──────── GIVEN RECORDS ────────

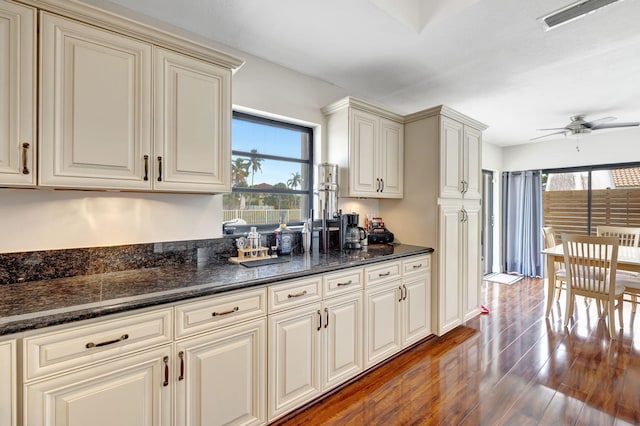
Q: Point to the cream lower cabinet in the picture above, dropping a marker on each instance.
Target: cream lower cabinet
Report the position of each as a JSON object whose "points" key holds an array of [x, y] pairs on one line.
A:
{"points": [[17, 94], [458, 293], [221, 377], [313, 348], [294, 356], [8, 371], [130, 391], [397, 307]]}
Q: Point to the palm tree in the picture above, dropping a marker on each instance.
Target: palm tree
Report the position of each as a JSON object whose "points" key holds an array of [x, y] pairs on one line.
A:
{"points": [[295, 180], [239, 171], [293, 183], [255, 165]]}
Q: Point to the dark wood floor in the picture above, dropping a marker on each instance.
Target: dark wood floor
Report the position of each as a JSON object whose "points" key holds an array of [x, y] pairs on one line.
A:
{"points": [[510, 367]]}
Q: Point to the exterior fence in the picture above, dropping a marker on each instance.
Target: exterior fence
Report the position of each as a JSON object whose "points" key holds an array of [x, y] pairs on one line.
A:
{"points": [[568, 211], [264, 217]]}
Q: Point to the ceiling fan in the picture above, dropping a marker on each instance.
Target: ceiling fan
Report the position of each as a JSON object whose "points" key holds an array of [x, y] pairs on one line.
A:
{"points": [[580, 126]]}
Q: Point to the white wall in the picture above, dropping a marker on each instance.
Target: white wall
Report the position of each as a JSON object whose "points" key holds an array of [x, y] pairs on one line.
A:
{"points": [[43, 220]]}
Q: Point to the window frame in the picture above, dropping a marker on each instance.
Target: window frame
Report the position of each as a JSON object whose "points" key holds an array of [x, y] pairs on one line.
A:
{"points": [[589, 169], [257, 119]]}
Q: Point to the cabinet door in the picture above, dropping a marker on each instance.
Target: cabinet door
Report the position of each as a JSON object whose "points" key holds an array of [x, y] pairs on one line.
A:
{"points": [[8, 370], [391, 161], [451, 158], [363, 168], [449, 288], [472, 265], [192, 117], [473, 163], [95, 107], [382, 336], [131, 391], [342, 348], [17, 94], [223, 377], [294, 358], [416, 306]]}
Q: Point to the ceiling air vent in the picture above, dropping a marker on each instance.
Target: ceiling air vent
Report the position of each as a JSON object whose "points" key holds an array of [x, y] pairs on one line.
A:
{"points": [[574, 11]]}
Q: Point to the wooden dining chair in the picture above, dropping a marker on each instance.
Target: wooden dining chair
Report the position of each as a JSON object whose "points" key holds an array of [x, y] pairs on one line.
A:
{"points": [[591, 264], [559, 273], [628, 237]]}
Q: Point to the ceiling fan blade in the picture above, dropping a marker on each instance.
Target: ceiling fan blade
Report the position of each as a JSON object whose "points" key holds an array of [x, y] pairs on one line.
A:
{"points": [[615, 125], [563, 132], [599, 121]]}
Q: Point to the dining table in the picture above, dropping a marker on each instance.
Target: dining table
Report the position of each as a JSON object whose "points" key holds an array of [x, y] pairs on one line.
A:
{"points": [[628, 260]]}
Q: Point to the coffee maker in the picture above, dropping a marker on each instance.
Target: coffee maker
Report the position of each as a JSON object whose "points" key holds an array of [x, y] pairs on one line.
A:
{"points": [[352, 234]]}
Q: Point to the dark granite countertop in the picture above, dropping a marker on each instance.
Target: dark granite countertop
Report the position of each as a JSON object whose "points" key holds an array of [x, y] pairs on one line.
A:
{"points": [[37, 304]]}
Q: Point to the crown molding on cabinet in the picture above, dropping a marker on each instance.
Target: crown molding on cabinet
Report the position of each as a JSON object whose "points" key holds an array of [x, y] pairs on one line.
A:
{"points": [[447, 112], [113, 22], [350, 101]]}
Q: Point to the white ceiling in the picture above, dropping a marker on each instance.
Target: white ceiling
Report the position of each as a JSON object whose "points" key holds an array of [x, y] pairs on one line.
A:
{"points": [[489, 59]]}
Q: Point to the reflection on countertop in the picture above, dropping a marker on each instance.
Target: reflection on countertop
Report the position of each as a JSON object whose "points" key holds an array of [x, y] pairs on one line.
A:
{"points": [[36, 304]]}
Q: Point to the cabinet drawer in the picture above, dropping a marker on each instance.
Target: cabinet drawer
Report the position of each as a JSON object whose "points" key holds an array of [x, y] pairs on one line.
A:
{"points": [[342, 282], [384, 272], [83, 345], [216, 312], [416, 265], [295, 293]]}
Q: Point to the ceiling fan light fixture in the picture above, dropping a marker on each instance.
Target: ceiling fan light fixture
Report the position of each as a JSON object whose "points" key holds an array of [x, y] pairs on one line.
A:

────────

EXERCISE GOAL
Copy out all the data without changing anything, and drop the pictures.

PROBLEM SOLUTION
Q: Point to the cream lower cabinet in the picture above, dropping a marker on each instance.
Target: cream lower cabinet
Report the position of each as a JSON object whose "points" key holds an array of [x, y] pairs on one line.
A:
{"points": [[17, 94], [458, 293], [221, 377], [313, 348], [294, 356], [8, 371], [130, 391], [397, 307]]}
Q: Point to the palm tree in the picture above, dropping a marker on each instance.
Target: palm tree
Report the position of each as a JSON object whose "points" key holds an array of [x, y] pairs on one line.
A:
{"points": [[295, 180], [239, 171], [293, 183], [255, 165]]}
Q: Point to the dark wood floor in the picture above, dropping a marker on each instance.
Target: dark wood floor
Report the position of each as a JSON object whose "points" key holds an array of [x, y] pairs on one line.
A:
{"points": [[510, 367]]}
Q: Point to the exterior fence in the picture above, dropping a marker on each instance.
Target: exterior fence
Report the position of each as a JSON object whose "points" key holds an array of [x, y] pairs on one line.
A:
{"points": [[568, 211], [264, 217]]}
Q: Point to the ceiling fan in the picture above, dropping a marker on each instance.
Target: ceiling fan
Report the position of each as a JSON object whose "points" key holds an array of [x, y] pairs on one line.
A:
{"points": [[580, 126]]}
Q: Point to the white wall in the picture above, dropping a marker on each instance.
Target: white wall
Report the position of each as a JSON object whose "points" key holds an array of [x, y] pairs on one line.
A:
{"points": [[43, 220]]}
Q: Point to the window frame in the picture above, dropping a marker on each instance.
Target: window frame
Report the position of each as a JSON object whose "points" key holds an array of [x, y] pairs on one line.
A:
{"points": [[589, 169], [257, 119]]}
Q: Point to the cabinet door in the picture above, dropping a marker on each instance.
Target: cabinet door
Report the position of each as a JSON object whose "points" key holds an array of [x, y] pairs on one line.
A:
{"points": [[8, 370], [391, 161], [451, 158], [363, 168], [449, 288], [472, 265], [192, 117], [473, 163], [95, 107], [382, 336], [131, 391], [342, 348], [17, 94], [223, 377], [294, 358], [416, 306]]}
Q: Point to the ceiling air vent in the picture above, dropping a marker on each instance.
Target: ceiling air vent
Report the position of each as a JSON object whose "points" key holds an array of [x, y] pairs on one line.
A:
{"points": [[574, 11]]}
Q: Point to the wooden dining chair in the picture above, dropping a marker on each instance.
Target: wooden dining chair
Report the position of each as a JSON object whose "points" key holds an array of [x, y] pairs on one line.
A:
{"points": [[591, 264], [559, 273], [628, 237]]}
Q: Point to the ceiling fan blade in the picture above, dropping a marker on each instance.
Target: ceiling fan blade
Report the position of each as a JSON object whose "points" key holds an array of [x, y] pairs on one line.
A:
{"points": [[615, 125], [563, 132], [599, 121]]}
Q: Point to the dining table in the picture above, dropping a marker on each instance.
Target: dining table
Report the position of each as a JSON object whose "points" key holds an array of [x, y] pairs on one line.
A:
{"points": [[628, 260]]}
Q: Point to the coffee maker in the picture above, dropping a marker on each instance.
Target: coffee maker
Report the position of each as a JSON object whose "points" key holds an array of [x, y] pairs on one line.
A:
{"points": [[352, 234]]}
Q: Point to the dark granite countertop in the picture above, dropping a marker on each instance.
Target: dark granite countertop
Report the position of each as a JSON object whose "points" key holds an array of [x, y] pairs on one line.
A:
{"points": [[37, 304]]}
Q: Point to the crown molding on cabinet in the picture above, dropping a marker on each instance.
Target: crown molding on cabinet
Report the position of each as a JSON object whose "points" key holds an array of [x, y] pairs on one line.
A:
{"points": [[447, 112], [113, 22], [350, 101]]}
Q: Point to the white ceiling in the picture above, dropping a marker on each instance.
Target: white ceiling
Report the position of each as a JSON object whose "points" key holds an array of [x, y] pairs on one line.
A:
{"points": [[489, 59]]}
Q: Point to the reflection on countertop in the picture above, dropping a marker on each instance.
Target: reflection on countertop
Report the position of each as a JSON object whose "points" key holds an array of [x, y] pairs on one line.
A:
{"points": [[36, 304]]}
Q: Point to the cabinet drawer in the picture above, dropping a marker on each instance.
Target: cabinet drawer
Report the position of each as a JSON object whose "points" key holds an array of [x, y] pairs on one line.
A:
{"points": [[342, 282], [384, 272], [83, 345], [216, 312], [416, 265], [295, 293]]}
Q: Point to the ceiling fan light fixture in the picture above, dropping a marker on each instance.
Target: ceiling fan light fixture
Report the position of each as a JSON object whose "points" key holds an array of [x, y] pairs on one line.
A:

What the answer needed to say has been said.